→ **TO BE DONE**:
Type out the complete listing below word for word, without its pictures.
=-=-=-=-=
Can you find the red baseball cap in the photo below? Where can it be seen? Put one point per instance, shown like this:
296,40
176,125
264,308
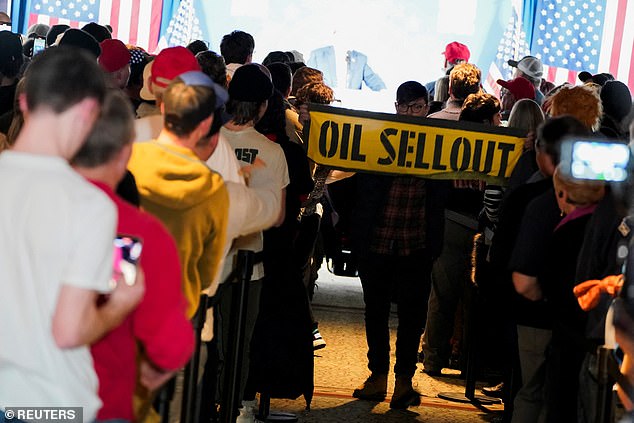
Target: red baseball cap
519,87
170,63
456,51
114,55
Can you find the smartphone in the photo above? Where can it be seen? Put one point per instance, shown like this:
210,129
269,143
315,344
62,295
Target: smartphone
39,44
598,160
127,252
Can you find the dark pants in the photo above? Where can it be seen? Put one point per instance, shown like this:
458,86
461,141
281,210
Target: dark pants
406,281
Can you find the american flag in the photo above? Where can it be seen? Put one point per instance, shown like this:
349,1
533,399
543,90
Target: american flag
571,36
183,28
513,45
136,22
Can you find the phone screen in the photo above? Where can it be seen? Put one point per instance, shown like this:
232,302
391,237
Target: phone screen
127,251
39,44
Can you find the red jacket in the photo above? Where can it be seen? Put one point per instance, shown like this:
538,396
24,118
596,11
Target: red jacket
158,324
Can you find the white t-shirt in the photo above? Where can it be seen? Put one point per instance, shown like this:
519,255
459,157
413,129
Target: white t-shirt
56,228
269,171
148,127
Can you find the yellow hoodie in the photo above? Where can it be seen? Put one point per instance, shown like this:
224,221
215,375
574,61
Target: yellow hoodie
192,201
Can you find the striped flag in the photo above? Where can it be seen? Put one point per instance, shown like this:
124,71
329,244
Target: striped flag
571,36
513,45
136,22
183,28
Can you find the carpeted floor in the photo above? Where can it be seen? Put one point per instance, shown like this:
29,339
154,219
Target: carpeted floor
341,367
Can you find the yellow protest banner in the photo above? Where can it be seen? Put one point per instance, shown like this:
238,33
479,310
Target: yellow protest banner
406,145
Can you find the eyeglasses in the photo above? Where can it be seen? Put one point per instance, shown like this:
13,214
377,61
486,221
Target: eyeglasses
415,107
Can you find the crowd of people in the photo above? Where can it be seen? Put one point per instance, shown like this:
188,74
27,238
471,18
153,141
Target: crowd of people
197,155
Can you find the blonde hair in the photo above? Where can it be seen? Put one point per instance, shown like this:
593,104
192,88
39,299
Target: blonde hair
581,102
464,79
580,192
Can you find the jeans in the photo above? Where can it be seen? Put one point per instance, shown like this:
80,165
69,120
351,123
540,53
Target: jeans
=-=-=-=-=
→ **RESPONSE TO THE EXERCISE**:
Can you find the red baseball cap in the photo below? Where can it be seen? Put one point per instance, shown like this:
296,40
176,125
264,308
Target: red baseball cap
519,87
170,63
456,51
114,55
Can you find the smartphone in the photo above? Where can it be seen? Put one point per instance, shown like this:
210,129
269,143
315,344
62,295
Target: smartphone
39,44
598,160
127,252
Can you find the dark pants in the photo above? Where can it be seen? Put one point per instance, shown like this:
458,86
461,141
281,210
Target: dark pants
406,281
Can you find the american flag in the photo above? Where can it be seen? Put one point per instance, shown like this:
349,1
533,399
543,90
Target: american flag
571,36
183,28
513,45
136,22
Can you find the phone screen in the photo above? Where can it be seen? Put one point per instance, shown like this:
232,302
391,237
Target: phone screen
127,251
39,44
Can you find the red jacket in the photo above? Where can it be seen? Put one point per instance, shown like this:
538,396
24,118
596,11
Target: red jacket
158,324
Can you find the white t-shirt in the photo above? Where can it be seen? Put one point per instance, shown like this:
519,255
459,157
413,129
Target: white t-shirt
56,228
269,171
148,127
Can you find the yellow hoodie in the photo above? Where can it be seen? Put one point per instance, shown like this:
224,221
215,375
574,61
Target: yellow hoodie
192,201
Can you find the striped flag in the photo above? Where can it be seen? Put one point per instance, shown like this:
124,71
329,244
Target: striped flag
571,36
513,45
136,22
183,28
Can you find the carpeted floor in the photo above? Where can it be seen? Put one point per instance, shown like this:
29,339
154,219
Target: carpeted floor
341,367
Can you find the yellow protest banner in the photo above? Where can it be seen? Put one point per instance, shown like this:
238,33
479,310
Target: yellow protest banner
406,145
Can you find the eyeglasses in the photo above? Where can it be seen? Put one point per instance, shown like this:
13,214
377,61
486,221
Target: eyeglasses
415,107
Can you find the crowd of people in the photo above? Where can it be seen? Put one point per instance, shown like this:
188,74
27,238
471,18
153,141
Target: crowd of people
197,155
Can you find the blonde hair in the photo above? Where can it be seen? Put one point per instance, shown like this:
593,104
192,88
39,299
Target: blonde hair
581,102
464,79
580,192
Can you find the jeans in the photo above? Where can it be seen? Put one point per instance, shown like this:
80,165
69,120
351,123
540,53
Target: jeans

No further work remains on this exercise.